Return each line below that contains the string "stucco", treating uppercase and lowercase as different.
----- Records for the exercise -----
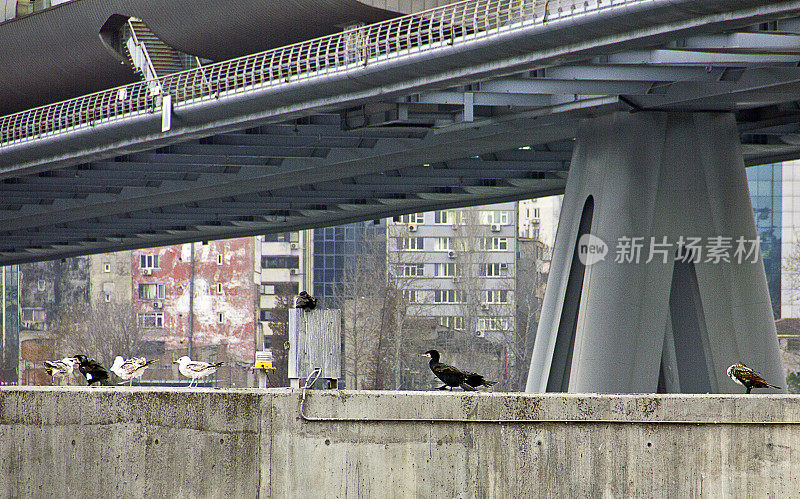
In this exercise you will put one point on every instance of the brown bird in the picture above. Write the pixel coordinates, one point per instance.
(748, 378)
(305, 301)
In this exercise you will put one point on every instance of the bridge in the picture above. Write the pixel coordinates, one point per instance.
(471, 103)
-----
----- Records for the exercise -----
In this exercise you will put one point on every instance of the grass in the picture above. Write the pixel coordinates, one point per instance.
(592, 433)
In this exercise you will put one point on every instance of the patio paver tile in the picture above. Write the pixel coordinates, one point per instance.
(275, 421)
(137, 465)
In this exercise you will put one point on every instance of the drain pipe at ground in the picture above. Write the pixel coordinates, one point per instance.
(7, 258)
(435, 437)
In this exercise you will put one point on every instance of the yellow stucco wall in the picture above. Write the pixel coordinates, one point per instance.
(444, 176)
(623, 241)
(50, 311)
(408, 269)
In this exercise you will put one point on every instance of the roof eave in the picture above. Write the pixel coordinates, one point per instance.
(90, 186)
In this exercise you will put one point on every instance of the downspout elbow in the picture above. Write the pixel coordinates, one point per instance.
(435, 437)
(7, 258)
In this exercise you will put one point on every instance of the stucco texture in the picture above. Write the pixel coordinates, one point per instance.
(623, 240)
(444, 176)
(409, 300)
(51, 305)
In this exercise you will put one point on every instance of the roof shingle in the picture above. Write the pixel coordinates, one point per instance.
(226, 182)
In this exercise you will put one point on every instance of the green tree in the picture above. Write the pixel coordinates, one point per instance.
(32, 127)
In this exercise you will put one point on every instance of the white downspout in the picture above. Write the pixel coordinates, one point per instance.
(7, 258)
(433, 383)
-----
----- Records for the exercise -----
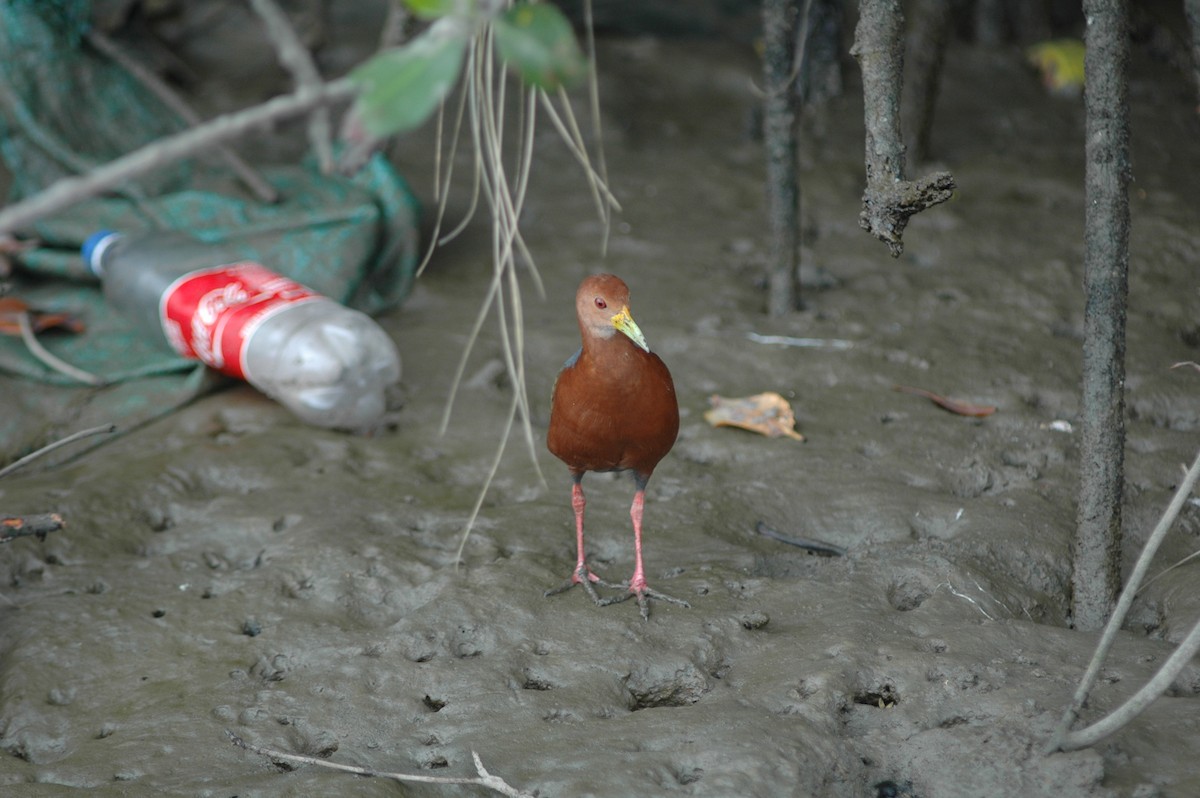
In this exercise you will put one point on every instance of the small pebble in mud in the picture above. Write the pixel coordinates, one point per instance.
-----
* _Completed task_
In this exercise you will put one point on every instance of the yellow stucco wall in the picture above. Write the pixel coordinates, one point per instance.
In this exercise you will put one point on every instance of the stucco texture in the picture above. Write the pixel coordinates, one point per instance.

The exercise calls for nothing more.